··· VORLIEGENDER TEXT ···

# [solved]Antwort von courier-IMAP langsam

## loveandpeace

Hallo, 

ich habe hier einen Mailserver, bestehend aus einem exim4 und einem courier-IMAP.

Alle anhaengenden Dienste wie z. B. der eMail-Check sowie das Senden und Empfangen von eMails funktionieren ohne Probleme, auch courier-POP3 funktioniert problemlos. 

Das Problem ist nun, dass ich mich zwar auf dem IMAP anmelden und mir die Ordner anzeigen lassen kann, aber sobald ich mir die sich in den Ordnern befindlichen eMails ansehen will, bekomme ich keine Antwort. Auch in saemtlichen Logfiles wird nicht mehr angezeigt, als dass ich erfolgreich angemeldet bin. 

Wenn ich mich ueber Telnet mit dem IMAP verbinde und mir den Inhalt der Ordner anzeigen lassen will, bekomme ich ueber den Zeitraum von ca. 5 Minuten keine Antwort. Nur durch Zufall habe ich gesehen, dass er nach Ewigkeiten doch die Ordnerinhalte korrekt anzeigt. Es handelt sich hierbei auch nciht um relevante Mengen, sondern um maximal 30 Mails. Die CPU-Last ist permanent auf 0%.

Wie gesagt, die Logfiles sind unauffaellig, ich hab alles, wozu ich faehig bin, versucht und natuerlich fuer jeden Hinweis dankbar.  :Wink: 

lg, 

Eva

----------

## loveandpeace

...eigentlich hasse ich Topic-Bumping und praktiziere es aeusserst ungern, aber weiss wirklich niemand eine Antwort?

Ich weiss naemlich nicht mehr weiter...

lg, 

eva

----------

## phixom

Ich hätte da ein paar Ansätze.

1. Dateisystem. Schau mal nach, ob die Struktur in Ordnung ist. Schau, ob ein oder CPU-Load, nicht zu verwechseln mit CPU-Nutzung beim durchforsten der Ordner entsteht. Welches Dateisystem verwendest du?

2. Speicher. Ist genügend vorhanden? Ist Swap-Speicher vorhanden und aktiviert?

3. Netzwerk. Gibt es evtl. irgendwelche Paketverluste, Timeout?

Das waren nur ein paar Ideen, ohne dass ich dies selbst nachvollziehen kann.

phixom

----------

## b3cks

Hm, vielleicht Firewall/Paketfilter, der Anfragen blockt?

----------

## loveandpeace

Hallo,

mittlerweile hab ich herausgefunden, dass es daran lag, dass kein Portmap installiert war (er hat versucht auf Port 111 zuzugreifen und ein TimeOut bekommen...).

··· GEZEIGTE INFORMATIONEN ···

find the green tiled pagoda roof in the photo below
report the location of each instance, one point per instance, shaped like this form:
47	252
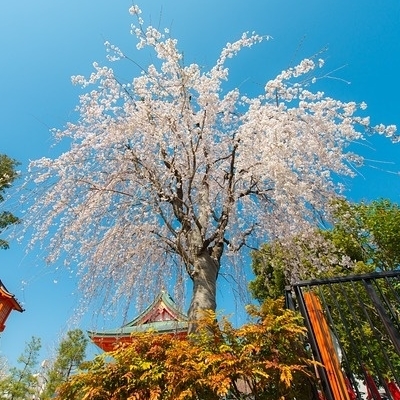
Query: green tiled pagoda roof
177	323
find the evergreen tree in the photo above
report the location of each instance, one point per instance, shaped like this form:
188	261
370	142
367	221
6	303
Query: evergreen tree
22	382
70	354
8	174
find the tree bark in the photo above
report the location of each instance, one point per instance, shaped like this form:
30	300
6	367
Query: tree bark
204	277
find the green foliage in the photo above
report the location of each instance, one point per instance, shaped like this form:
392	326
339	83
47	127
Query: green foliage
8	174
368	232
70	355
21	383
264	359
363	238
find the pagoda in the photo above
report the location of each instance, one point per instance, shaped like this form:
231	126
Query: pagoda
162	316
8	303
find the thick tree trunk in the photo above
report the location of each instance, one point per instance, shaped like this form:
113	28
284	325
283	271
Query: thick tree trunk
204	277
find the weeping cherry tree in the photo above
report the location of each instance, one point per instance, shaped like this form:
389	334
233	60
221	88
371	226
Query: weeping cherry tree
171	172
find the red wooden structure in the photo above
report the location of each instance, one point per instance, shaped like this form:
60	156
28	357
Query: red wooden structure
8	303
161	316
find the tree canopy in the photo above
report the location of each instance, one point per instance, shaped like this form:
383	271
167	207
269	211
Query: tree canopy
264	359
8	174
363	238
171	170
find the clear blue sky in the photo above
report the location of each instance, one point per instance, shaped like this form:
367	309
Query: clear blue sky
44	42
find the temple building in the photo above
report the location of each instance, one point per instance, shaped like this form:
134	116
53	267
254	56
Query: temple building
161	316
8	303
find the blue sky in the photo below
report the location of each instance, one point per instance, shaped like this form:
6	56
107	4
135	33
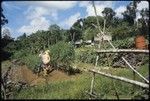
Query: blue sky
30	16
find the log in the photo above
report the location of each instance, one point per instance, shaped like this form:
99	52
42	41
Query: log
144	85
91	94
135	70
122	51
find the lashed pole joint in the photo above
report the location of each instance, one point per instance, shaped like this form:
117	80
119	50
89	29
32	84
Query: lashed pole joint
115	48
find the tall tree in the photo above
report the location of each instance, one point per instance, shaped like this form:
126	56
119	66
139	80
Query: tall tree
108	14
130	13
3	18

···
··· GEZEIGTE INFORMATIONEN ···

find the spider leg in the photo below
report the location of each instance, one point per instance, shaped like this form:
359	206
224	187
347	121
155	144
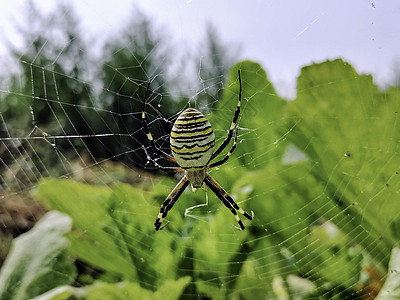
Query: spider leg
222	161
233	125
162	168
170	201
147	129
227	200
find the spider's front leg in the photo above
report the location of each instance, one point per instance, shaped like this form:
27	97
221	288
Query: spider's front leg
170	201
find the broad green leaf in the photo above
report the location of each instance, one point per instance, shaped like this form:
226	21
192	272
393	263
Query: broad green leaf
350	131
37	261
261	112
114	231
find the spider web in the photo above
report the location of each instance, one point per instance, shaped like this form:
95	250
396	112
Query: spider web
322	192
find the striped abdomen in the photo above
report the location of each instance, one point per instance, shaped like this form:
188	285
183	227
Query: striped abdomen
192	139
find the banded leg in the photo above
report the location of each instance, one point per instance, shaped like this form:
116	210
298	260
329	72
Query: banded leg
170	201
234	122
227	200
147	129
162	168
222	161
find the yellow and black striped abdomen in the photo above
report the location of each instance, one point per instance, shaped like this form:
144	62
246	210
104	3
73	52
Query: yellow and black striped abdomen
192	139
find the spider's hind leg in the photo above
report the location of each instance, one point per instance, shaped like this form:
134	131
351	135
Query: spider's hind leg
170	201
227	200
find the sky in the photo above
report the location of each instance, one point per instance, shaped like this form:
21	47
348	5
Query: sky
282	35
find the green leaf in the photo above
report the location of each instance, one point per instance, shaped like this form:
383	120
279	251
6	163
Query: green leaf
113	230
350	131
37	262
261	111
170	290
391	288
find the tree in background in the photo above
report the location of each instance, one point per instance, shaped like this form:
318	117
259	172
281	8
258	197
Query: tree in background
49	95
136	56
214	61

···

DIE AUFGABENSTELLUNG -
1: Wiederhole aus dem Forumsthread über den langsamen courier-IMAP wortgetreu die Stelle zwischen „3. Netzwerk. Gibt“ und „der Anfragen blockt?“, beide eingeschlossen.
2: Setze den Forumsthread über den langsamen courier-IMAP nach seinem letzten Satz fort.
Die Datensätze braucht man für die Bearbeitung nicht.

GELÖSTE AUFGABEN -
1:
3. Netzwerk. Gibt es evtl. irgendwelche Paketverluste, Timeout?

Das waren nur ein paar Ideen, ohne dass ich dies selbst nachvollziehen kann.

phixom

----------

## b3cks

Hm, vielleicht Firewall/Paketfilter, der Anfragen blockt?

2:
Also hab ich portmap nachinstalliert. Allerdings scheint Portmap ein Problem zu haben, es startet zwar und ich kann den Prozess auch sehen, wenn ich allerdings versuche "rpcinfo -p" aufzurufen, bekomme ich keine Antwort und bekomme wieder ein TimeOut...

Es handelt sich hierbei um einen vServer (Strato), kann es sein, dass es damit irgend ein Problem gibt? Wobei ich da leider auch nicht auffälliges in google finden konnte...

Ich hab portmap einfach installiert ohne irgendwelche weiteren Einstellungen, hab ich irgendwas vergessen oder kann ich courier-imap irgendwie sagen, dass er erst gar nicht auf Port 111 gehen soll (wobei ich gerade auch nicht so ganz verstehe, was er da überhaupt will...)?

Ich bin wirklihc über jeden weiteren hinweis dankbar... hab schon alles abgegoogelt...

Danke!

lg

  Eva

----------

## loveandpeace

So, Loesung gefunden.

@b3cks: Du hattest Recht mit deinem Ansatz, dass es an der Firewall liegen koennte.

Nachdem ich die Firewall so konfiguriert habe, dass sie alles, was von 127.0.0.1 kommt, auf Port 111 kommt, durchlassen soll/darf, funktioniert der IMAP einwandfrei.

Besten Dank an alle, die zur Loesung beigetragen haben!  :Smile: 

lg, 

eva

----------

## b3cks

Immer wieder gerne! (Auch wenn ich nur was in die Runde geworfen habe.)

Gruß!

----------

## Anarcho

Solch einen Fehler hatte ich auch mal. Daher befindet sich in meinen Firewallscripten immer

iptables -A INPUT -i lo -j ACCEPT (aussem Kopf, kann noch fehler enthalten)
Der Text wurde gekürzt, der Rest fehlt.